(Point-per-instance localization data)
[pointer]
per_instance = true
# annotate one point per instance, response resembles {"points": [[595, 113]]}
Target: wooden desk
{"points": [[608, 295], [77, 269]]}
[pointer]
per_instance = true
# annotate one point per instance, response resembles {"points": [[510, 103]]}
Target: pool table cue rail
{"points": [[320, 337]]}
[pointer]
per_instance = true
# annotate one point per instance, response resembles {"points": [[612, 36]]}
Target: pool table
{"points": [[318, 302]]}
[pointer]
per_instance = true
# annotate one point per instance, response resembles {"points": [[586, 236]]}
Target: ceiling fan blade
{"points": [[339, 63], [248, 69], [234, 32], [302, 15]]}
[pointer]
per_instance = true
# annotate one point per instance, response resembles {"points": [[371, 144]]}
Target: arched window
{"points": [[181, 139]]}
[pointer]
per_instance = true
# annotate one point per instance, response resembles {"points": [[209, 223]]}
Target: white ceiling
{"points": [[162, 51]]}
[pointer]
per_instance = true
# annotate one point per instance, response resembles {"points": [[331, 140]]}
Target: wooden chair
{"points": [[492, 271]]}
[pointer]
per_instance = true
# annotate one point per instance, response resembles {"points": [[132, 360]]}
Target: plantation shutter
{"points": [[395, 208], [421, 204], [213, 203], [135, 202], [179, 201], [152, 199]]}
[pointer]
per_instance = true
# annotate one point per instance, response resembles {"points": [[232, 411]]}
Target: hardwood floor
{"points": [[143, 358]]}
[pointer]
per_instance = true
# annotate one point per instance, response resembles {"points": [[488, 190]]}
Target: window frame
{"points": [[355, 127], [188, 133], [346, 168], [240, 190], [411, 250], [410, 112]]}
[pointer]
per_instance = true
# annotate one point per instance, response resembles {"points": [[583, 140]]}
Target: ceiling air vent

▸ Work instructions: Which lines above contain the word "resembles"? Copy each one.

▸ Written response:
# annotate one point per instance, response resembles {"points": [[595, 113]]}
# annotate one point per instance, response resembles {"points": [[510, 103]]}
# annotate one point per instance, response resembles {"points": [[612, 36]]}
# annotate one point per instance, response resembles {"points": [[586, 236]]}
# annotate one point per instance, response resembles {"points": [[371, 144]]}
# annotate one point per instance, response resembles {"points": [[209, 223]]}
# annotate one point per instance, response resembles {"points": [[331, 140]]}
# annotate one point per instance, response resembles {"points": [[132, 360]]}
# annotate one point per instance, response resembles {"points": [[232, 411]]}
# annotate one point per instance, response resembles {"points": [[488, 190]]}
# annotate one point per instance, response resembles {"points": [[583, 140]]}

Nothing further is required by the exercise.